À faire
1. Réécris les enregistrements depuis la ligne qui contient « of the water » jusqu'à la fin des enregistrements. Remplace « keypoint » par « landmark » sans toucher au reste.
2. Prolonge le texte sur le film « I Am Not a Witch » à partir de sa dernière phrase.

Extrait affiché
————

I’m not a witch : il était une fois une petite sorcière…

 

“I Am Not a Witch” : premier long-métrage de la Britanno-Zambienne Rungano Nyoni

Par son énergie, sa pulsation et sa diversité, l’Afrique plurielle et chaleureuse a beaucoup à nous conter. Tantôt authentique et généreuse, tantôt mystique et surprenante, l’Afrique nous fascine par son brassage ethnique, sa culture et par ses nombreux rituels ancestraux.

Si la corruption, les questions de santé publique et d’alphabétisation sont largement relayées dans les médias, la carte postale, elle, ne laisse que rarement transparaître la violence et la cruauté de certains cérémonials tribaux.

C’est pourquoi, avec l’envie grandissante de retourner un jour fouler ce continent aussi saisissant que révoltant, a émergée cette idée de partager et d’échanger sur un sujet peu ordinaire à travers une œuvre cinématographique saluée au Festival de Cannes : I’m not a witch de Rungano Nyoni.


Le Portrait d’une Afrique contemporaine

Comme un griot qui narre son histoire, la jeune réalisatrice de 35 ans raconte avec grâce et poésie, une fable qui s’inscrit dans une Afrique contemporaine en crise, prise entre pleine contrariété entre tradition et modernité.

Inspirée de faits actuels, cette fable met en scène des femmes qui vivent exclues de la société, parquées au milieu de nulle part. Mises en spectacle dans des espaces comparables à des enclos pour animaux, les touristes s’arrêtent pour les photographier comme des bêtes sauvages.

Mais qui sont donc ces femmes ?

Accusées de sorcellerie par des personnes de leur entourage ou bien de leur propre village, ces femmes africaines ont été rejetées et enfermées dans des camps à perpétuité.

Vivant dans l’ignorance la plus totale, mais se nourrissant surtout de croyances séculaires fortes qui régissent leur quotidien, ces villageois ont assigné à ces femmes de dangereux pouvoirs, comme si elles représentaient de véritables dangers pour leur propre personne.

Evoluant dans un espace-temps dénué de vie, où le temps n’a d’emprise que sur l’ardeur des travaux dans les champs (l’esclavagisme étant ici à son apogée dans une version minimaliste régie par les codes de la fable), ces sorcières viennent d’accueillir une jeune enfant : Shula.

Shula, une enfant de 9 ans dont les grands yeux noirs illuminent un visage qui n’a encore rien vu ni rien vécu de la vie.

————

Entrées d'identification de lieux

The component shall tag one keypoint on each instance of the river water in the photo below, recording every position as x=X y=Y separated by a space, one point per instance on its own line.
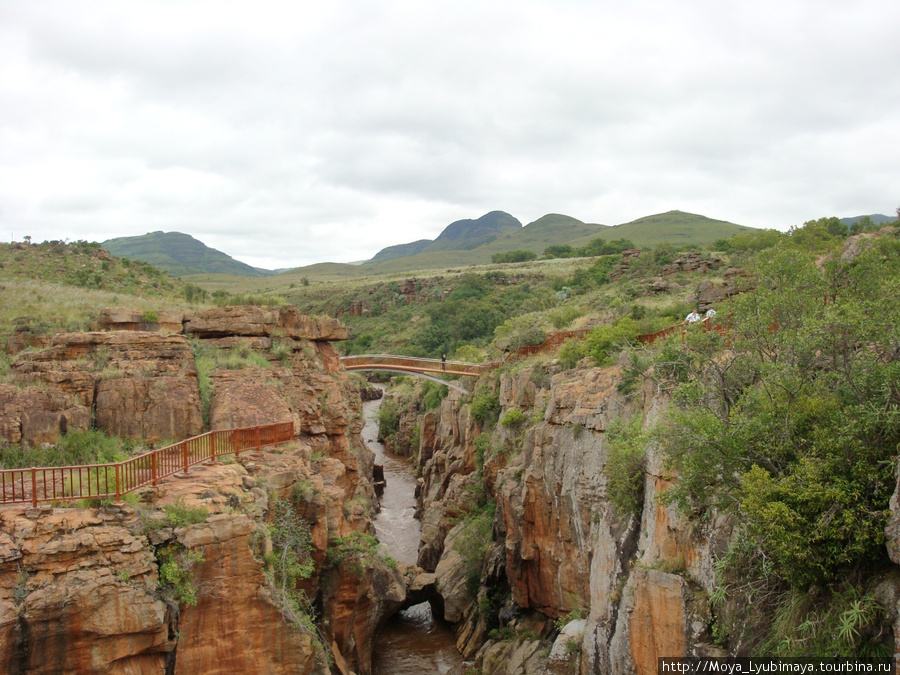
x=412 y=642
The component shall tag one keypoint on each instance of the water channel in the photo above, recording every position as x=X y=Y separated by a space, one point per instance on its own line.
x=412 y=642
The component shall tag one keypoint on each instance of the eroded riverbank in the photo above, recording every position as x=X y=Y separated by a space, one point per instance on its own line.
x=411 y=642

————

Réponses par tâche
1.
The component shall tag one landmark on each instance of the water channel in the photo above, recording every position as x=X y=Y separated by a space, one point per instance on its own line.
x=412 y=642
The component shall tag one landmark on each instance of the eroded riverbank in the photo above, recording every position as x=X y=Y separated by a space, one point per instance on its own line.
x=411 y=642

2.
Shula, cette petite orpheline sans parents ni famille qui semble venue de nulle part se voit à son tour attribuer de maléfiques pouvoirs.

Comme apparue par magie dans l’histoire, Shula rejoint à son tour ce camp où la poussière vole sur une ligne d’horizon floutée par des températures hostiles.

Toutes attachées les unes entre elles par de longs rubans blancs reliés à une bobine de fil géante qui symbolise la servitude, les sorcières se meuvent comme dans une chorégraphie ubuesque.

Exténuées par la chaleur et le travail éprouvant des plantations et toutes habillées d’une même blouse bleue, elles semblent errer comme des fantômes, leur corps fatigués flottant dans un décor irréel.

En lieu et place des chaînes, Rungano Nyoni n’a pas choisi innocemment ces rubans, symboles d’une certaine légèreté malgré la lourdeur du contexte.

Mais que cache donc leur silence ? Ressentent-elles encore véritablement de la haine au fond d’elles ? Qu’est-ce qui pourrait encore les retenir ainsi en vie sous liberté conditionnelle ?

Deux choix se présentent à Shula : celui de devenir libre une chèvre ou celui de s’enfuir dans la brousse en espérant réussir à survivre. Comment un être humain pourrait ainsi rester enchaîné ? N’est-ce pas là un geste pour lui ôter définitivement la vie ?

Où commence donc et où s’arrête la liberté ?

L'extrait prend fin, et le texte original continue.